What is expected: Rewrite every line of the entries below, requests included, and shift each answer point by adding 35 to both of its coordinates.

Records for the exercise:

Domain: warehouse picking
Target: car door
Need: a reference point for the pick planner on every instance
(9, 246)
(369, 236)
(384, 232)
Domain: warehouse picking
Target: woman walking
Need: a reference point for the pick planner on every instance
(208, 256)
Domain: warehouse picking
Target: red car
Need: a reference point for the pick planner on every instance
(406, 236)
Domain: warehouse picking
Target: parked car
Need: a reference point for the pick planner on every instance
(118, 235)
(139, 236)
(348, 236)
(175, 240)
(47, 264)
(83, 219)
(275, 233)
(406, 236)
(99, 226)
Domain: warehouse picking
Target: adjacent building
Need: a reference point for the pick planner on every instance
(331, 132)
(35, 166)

Answer to this problem:
Domain: warehouse picking
Target: car door
Need: a reference point for the pick planner on every instance
(44, 281)
(404, 271)
(419, 267)
Domain: warehouse picking
Target: woman walking
Need: a reference point for the pick planner on every instance
(243, 291)
Domain: warehouse picking
Target: red car
Need: a reference point for the pick planner on every instance
(441, 271)
Domain: warehouse picking
Target: parked car
Need: a reference point for the pick planner on every instance
(153, 270)
(174, 271)
(383, 271)
(210, 275)
(82, 299)
(118, 254)
(310, 268)
(441, 271)
(134, 261)
Domain: warehouse picking
Target: adjacent building
Need: a reference point for the pick planner on every instance
(366, 167)
(70, 201)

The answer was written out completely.